═══ Data in this exercise ═══

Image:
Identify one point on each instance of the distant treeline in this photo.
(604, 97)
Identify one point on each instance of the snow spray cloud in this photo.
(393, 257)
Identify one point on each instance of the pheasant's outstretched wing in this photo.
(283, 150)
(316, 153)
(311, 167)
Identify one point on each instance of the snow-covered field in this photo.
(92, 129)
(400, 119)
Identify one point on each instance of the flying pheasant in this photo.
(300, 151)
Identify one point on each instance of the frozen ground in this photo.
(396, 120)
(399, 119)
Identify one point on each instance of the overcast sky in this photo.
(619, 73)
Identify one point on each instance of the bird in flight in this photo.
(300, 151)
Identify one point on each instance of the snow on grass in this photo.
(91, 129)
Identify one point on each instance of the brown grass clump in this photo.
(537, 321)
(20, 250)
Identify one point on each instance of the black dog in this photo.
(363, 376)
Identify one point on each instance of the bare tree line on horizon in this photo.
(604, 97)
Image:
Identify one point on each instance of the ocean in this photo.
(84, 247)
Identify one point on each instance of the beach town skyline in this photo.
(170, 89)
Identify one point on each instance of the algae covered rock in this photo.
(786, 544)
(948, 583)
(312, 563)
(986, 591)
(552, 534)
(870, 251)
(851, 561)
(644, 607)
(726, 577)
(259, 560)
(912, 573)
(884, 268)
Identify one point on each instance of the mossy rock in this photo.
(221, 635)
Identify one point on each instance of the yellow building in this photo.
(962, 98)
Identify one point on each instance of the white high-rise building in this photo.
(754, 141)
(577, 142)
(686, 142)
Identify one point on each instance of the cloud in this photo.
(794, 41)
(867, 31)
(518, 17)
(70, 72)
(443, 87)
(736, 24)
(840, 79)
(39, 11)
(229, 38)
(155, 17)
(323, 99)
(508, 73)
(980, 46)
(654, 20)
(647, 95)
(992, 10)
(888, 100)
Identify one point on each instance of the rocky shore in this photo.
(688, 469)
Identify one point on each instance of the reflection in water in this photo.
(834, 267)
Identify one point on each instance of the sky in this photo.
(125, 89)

═══

*Work request*. For this exercise, set down all of the entries again word for word.

*Exercise answer*.
Image:
Identify one point on each instance of the distant treeline in this photo.
(604, 97)
Identify one point on each instance of the snow spray cloud in this photo.
(393, 257)
Identify one point on each instance of the pheasant's outstretched wing in this photo.
(283, 150)
(316, 153)
(311, 167)
Identify one point on each instance of the snow-covered field in this photo.
(92, 129)
(400, 119)
Identify one point on each instance of the flying pheasant in this photo.
(300, 151)
Identify one point on each instance of the frozen ground in this photo.
(396, 120)
(399, 119)
Identify one point on each instance of the overcast sky in this photo.
(619, 73)
Identify one point on each instance of the bird in flight in this photo.
(300, 151)
Identify one point on each instance of the snow on grass in this photo.
(91, 129)
Identify one point on each instance of the brown grass clump in this photo.
(537, 321)
(20, 250)
Identify one point on each instance of the black dog in this photo.
(363, 376)
Identify one point on each instance of the bare tree line on horizon in this photo.
(604, 97)
Image:
Identify one point on each instance of the ocean in this photo.
(84, 247)
Identify one point on each instance of the beach town skyline in this photo.
(170, 89)
Identify one point on each instance of the algae covered rock in this photo.
(786, 544)
(948, 583)
(312, 563)
(986, 591)
(552, 534)
(870, 251)
(851, 561)
(644, 607)
(726, 577)
(259, 560)
(912, 573)
(884, 268)
Identify one point on each instance of the mossy rock in this photo.
(221, 635)
Identify one point on each instance of the yellow building in this photo.
(962, 98)
Identify one point on each instance of the white high-rise building in this photo.
(754, 141)
(577, 142)
(686, 142)
Identify one point on each instance of the cloud in this photo.
(794, 41)
(867, 31)
(518, 17)
(70, 72)
(443, 87)
(736, 24)
(840, 79)
(39, 11)
(229, 38)
(155, 17)
(323, 99)
(508, 73)
(980, 46)
(654, 20)
(647, 95)
(992, 10)
(888, 100)
Identify one point on each instance of the rocky shore in this photo.
(688, 469)
Identify one point on each instance of the reflection in water in this photo.
(834, 267)
Identify one point on each instance of the sky in this photo.
(125, 89)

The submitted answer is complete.